• _Required tasks_
• a. In the Sharon Phillips feature, rewrite the text starting at "Spotlight on Vanderbilt" and ending at "your research interests.", and change every "Spotlight" to "Profile".
• b. According to the Sharon Phillips feature, in what year was the article on the chlorhexidine scrub study published?

• _Document excerpt_
= = = =

Spotlight on Vanderbilt Biostatistics: Sharon Phillips

This week's Spotlight features faculty member, Sharon E. Phillips, MSPH, an Associate in Biostatistics.  Read on to learn more about Sharon's research, interests and hobbies.  

Tell us about your research interests.
I have worked with a general surgical group for close to 10 years now. This group performs hernia repairs and does research related to these repairs. They established a registry 6 years ago and data is collected from practices across the country. This data has been used in research to identify factors associated with surgical site infections and surgical site occurrences. In one study we determined the infection rate was greater for patients who underwent a chlorhexidine scrub prior to surgery. This has changed the use of chlorhexidine scrub for some practices. The article was published in Journal American College of Surgeons in 2017. Other journals this group has published in include JAMA Surgery, J Surgical Research, Annals of Surgical Oncology. Other groups I have worked with in the past include urology, studied prostate, kidney and bladder cancer, and the study of non-small cell lung cancer with radiation oncology.

= = = =

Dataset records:

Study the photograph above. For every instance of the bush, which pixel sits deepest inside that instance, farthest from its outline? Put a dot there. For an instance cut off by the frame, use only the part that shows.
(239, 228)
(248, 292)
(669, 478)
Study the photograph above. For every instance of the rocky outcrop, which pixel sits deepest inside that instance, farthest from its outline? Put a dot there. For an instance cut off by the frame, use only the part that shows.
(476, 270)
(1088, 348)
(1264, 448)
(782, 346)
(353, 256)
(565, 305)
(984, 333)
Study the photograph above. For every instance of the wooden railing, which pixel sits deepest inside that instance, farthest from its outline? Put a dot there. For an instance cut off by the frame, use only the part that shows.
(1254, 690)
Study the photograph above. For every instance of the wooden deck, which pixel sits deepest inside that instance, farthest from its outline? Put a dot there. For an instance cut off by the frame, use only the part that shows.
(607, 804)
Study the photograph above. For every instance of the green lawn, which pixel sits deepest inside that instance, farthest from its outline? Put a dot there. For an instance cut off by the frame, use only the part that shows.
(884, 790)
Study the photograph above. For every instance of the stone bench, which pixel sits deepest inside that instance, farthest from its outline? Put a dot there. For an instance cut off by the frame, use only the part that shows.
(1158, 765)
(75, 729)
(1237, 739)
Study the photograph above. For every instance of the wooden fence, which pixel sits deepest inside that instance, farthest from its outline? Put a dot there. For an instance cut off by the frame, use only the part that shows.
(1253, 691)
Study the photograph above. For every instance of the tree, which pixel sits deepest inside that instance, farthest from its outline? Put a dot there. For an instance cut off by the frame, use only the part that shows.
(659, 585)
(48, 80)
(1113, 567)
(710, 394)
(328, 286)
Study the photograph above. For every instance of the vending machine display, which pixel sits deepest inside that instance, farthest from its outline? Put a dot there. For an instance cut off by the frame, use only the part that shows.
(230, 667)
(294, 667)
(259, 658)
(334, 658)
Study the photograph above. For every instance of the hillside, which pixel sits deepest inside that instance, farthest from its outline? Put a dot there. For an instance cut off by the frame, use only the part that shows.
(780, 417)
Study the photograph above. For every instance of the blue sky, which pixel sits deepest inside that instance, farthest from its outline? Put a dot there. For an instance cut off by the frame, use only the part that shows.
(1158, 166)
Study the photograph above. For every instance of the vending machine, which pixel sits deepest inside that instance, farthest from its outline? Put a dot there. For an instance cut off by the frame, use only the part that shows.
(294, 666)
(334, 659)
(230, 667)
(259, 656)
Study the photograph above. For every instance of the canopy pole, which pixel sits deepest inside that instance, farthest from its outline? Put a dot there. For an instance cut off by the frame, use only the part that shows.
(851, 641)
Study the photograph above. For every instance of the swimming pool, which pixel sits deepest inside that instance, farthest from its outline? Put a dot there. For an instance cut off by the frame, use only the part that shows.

= = = =

• _Numbered answers_
• a.
Profile on Vanderbilt Biostatistics: Sharon Phillips

This week's Profile features faculty member, Sharon E. Phillips, MSPH, an Associate in Biostatistics.  Read on to learn more about Sharon's research, interests and hobbies.  

Tell us about your research interests.

• b. 2017